WORK REQUIRED:
Your reply should consist of the listing, copied exactly.

[RECORDS Boundary: Start]

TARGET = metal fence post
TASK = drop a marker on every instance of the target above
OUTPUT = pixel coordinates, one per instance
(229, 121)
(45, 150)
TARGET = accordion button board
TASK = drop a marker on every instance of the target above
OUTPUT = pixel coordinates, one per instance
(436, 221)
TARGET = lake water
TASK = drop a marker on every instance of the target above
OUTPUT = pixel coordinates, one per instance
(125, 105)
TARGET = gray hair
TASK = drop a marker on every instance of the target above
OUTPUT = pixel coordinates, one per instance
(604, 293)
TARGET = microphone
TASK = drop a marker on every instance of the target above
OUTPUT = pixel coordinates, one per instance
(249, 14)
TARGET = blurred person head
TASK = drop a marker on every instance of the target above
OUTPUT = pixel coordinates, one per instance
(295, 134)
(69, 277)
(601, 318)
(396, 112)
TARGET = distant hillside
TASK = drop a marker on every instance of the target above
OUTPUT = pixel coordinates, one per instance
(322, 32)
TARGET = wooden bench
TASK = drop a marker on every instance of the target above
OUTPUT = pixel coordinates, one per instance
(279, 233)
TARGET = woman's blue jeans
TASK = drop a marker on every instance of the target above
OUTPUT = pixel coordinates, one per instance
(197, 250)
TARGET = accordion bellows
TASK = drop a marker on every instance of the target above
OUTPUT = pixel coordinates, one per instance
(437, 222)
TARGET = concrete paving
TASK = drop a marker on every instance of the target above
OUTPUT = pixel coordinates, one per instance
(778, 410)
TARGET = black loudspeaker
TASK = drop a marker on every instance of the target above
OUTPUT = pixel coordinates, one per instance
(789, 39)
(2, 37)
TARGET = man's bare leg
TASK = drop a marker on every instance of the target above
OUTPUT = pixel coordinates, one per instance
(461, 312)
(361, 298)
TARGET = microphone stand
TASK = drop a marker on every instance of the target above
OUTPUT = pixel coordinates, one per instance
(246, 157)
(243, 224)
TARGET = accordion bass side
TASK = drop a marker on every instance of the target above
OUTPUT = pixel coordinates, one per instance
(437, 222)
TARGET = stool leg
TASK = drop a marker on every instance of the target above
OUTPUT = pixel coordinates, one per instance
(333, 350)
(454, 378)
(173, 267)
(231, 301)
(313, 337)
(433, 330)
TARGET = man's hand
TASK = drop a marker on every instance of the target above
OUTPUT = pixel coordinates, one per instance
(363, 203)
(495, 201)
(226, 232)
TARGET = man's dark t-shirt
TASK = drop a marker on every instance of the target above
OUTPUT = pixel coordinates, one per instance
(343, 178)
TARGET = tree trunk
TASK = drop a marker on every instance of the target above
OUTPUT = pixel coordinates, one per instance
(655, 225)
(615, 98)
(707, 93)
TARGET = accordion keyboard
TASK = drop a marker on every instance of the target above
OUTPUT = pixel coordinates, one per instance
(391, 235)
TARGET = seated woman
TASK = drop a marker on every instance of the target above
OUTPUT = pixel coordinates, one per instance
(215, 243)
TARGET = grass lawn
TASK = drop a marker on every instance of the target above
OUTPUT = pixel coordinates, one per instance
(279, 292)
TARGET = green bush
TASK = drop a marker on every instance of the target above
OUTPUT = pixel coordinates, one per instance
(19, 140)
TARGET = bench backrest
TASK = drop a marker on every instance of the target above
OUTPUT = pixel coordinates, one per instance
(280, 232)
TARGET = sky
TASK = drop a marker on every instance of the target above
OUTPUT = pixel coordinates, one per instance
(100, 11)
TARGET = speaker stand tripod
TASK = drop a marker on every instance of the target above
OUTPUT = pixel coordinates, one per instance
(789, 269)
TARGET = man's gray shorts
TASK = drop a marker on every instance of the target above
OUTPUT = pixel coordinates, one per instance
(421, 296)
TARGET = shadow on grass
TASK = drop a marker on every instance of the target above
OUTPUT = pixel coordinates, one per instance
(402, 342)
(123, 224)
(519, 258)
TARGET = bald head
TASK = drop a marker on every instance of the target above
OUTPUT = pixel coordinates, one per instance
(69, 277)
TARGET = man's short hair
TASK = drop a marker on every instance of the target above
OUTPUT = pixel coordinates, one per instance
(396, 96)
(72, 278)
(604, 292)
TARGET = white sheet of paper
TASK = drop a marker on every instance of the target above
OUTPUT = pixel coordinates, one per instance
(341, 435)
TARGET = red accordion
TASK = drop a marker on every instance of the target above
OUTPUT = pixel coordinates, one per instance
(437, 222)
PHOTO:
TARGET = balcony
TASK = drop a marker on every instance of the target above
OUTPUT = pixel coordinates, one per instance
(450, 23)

[RECORDS Boundary: End]

EXERCISE SOLUTION:
TARGET = metal fence post
TASK = drop a marker on every instance of the target above
OUTPUT = pixel coordinates, one per instance
(229, 121)
(45, 150)
TARGET = accordion button board
TASK = drop a marker on every instance of the target above
OUTPUT = pixel coordinates, one per instance
(436, 221)
TARGET = lake water
TASK = drop a marker on every instance of the target above
OUTPUT = pixel coordinates, one per instance
(125, 105)
TARGET = gray hair
TASK = drop a marker on every instance of the target above
OUTPUT = pixel coordinates, one per instance
(604, 293)
TARGET = microphone
TASK = drop a marker on every instance of the target above
OUTPUT = pixel coordinates, one per instance
(249, 14)
TARGET = blurred person head
TASK = drop a marker on every instance of the target above
OUTPUT = pixel coordinates, one per instance
(295, 134)
(69, 277)
(601, 318)
(396, 112)
TARGET = distant hillside
TASK = drop a marker on every instance of the target above
OUTPUT = pixel coordinates, one per instance
(322, 32)
TARGET = wooden bench
TASK = drop a marker on every instance of the target above
OUTPUT = pixel coordinates, one per instance
(279, 233)
TARGET = woman's blue jeans
TASK = drop a marker on every instance of the target above
OUTPUT = pixel coordinates, one per instance
(197, 250)
TARGET = accordion bellows
TASK = drop a marker on every instance of the target above
OUTPUT = pixel coordinates, one per instance
(437, 222)
TARGET = concrete paving
TASK = drop a marker on every instance of the target above
OUTPUT = pixel coordinates, one per instance
(778, 410)
TARGET = black loudspeaker
TASK = drop a marker on every instance of the target above
OUTPUT = pixel coordinates, one per instance
(789, 39)
(2, 37)
TARGET = man's bare leg
TASK = drop a marker on every instance of the target above
OUTPUT = pixel coordinates, one per instance
(461, 312)
(361, 298)
TARGET = microphone stand
TASK = drop a marker on every instance of the target above
OUTPUT = pixel coordinates, one per instance
(246, 157)
(243, 224)
TARGET = accordion bass side
TASK = drop a marker on every instance of the target above
OUTPUT = pixel coordinates, one per instance
(437, 222)
TARGET = stool leg
TASK = drop a marker on every instance of the target above
OUTPUT = pixel coordinates, one per instance
(333, 350)
(454, 378)
(173, 267)
(231, 301)
(313, 337)
(433, 330)
TARGET = man's hand
TASK = drop a marker on every instance of the target above
OUTPUT = pixel coordinates, one per instance
(363, 203)
(495, 201)
(226, 232)
TARGET = man's dark t-shirt
TASK = drop a marker on every instance of the target above
OUTPUT = pixel coordinates, one per instance
(343, 178)
TARGET = tree trunk
TASK = drop a marker on every instance of the target above
OUTPUT = pixel coordinates, one per instance
(655, 225)
(615, 98)
(707, 93)
TARGET = accordion keyboard
TASK = drop a marker on every instance of the target above
OUTPUT = pixel coordinates, one per instance
(391, 235)
TARGET = seated woman
TASK = drop a marker on every instance of the target above
OUTPUT = pixel coordinates, one per instance
(215, 243)
TARGET = grass lawn
TASK = drop a marker on every instance of the target above
OUTPUT = pixel coordinates, one per instance
(279, 292)
TARGET = green bush
TASK = drop a marker on every instance of the target above
OUTPUT = pixel coordinates, one per instance
(19, 140)
TARGET = bench backrest
TASK = drop a marker on every instance of the target above
OUTPUT = pixel coordinates, one per instance
(280, 232)
TARGET = sky
TASK = drop a marker on every instance of the target above
OUTPUT = pixel coordinates, one per instance
(100, 11)
TARGET = speaker stand tripod
TASK = drop a marker on every instance of the target above
OUTPUT = pixel coordinates, one per instance
(789, 269)
TARGET = man's gray shorts
TASK = drop a marker on every instance of the target above
OUTPUT = pixel coordinates, one per instance
(421, 296)
TARGET = shadow on grass
TASK = drop a marker on every instance of the target above
OUTPUT = pixel coordinates, one per instance
(402, 342)
(123, 224)
(519, 258)
TARGET = bald head
TASK = drop a marker on every instance of the target above
OUTPUT = pixel coordinates, one per instance
(69, 277)
TARGET = man's short hair
TASK = drop a marker on every instance of the target above
OUTPUT = pixel coordinates, one per instance
(396, 96)
(72, 278)
(604, 292)
TARGET = white sheet of paper
TASK = drop a marker on every instance of the target above
OUTPUT = pixel coordinates, one per instance
(341, 435)
TARGET = red accordion
TASK = drop a marker on every instance of the target above
OUTPUT = pixel coordinates, one per instance
(437, 222)
PHOTO:
TARGET = balcony
TASK = drop a marker on every instance of the target above
OUTPUT = pixel coordinates, one per instance
(450, 23)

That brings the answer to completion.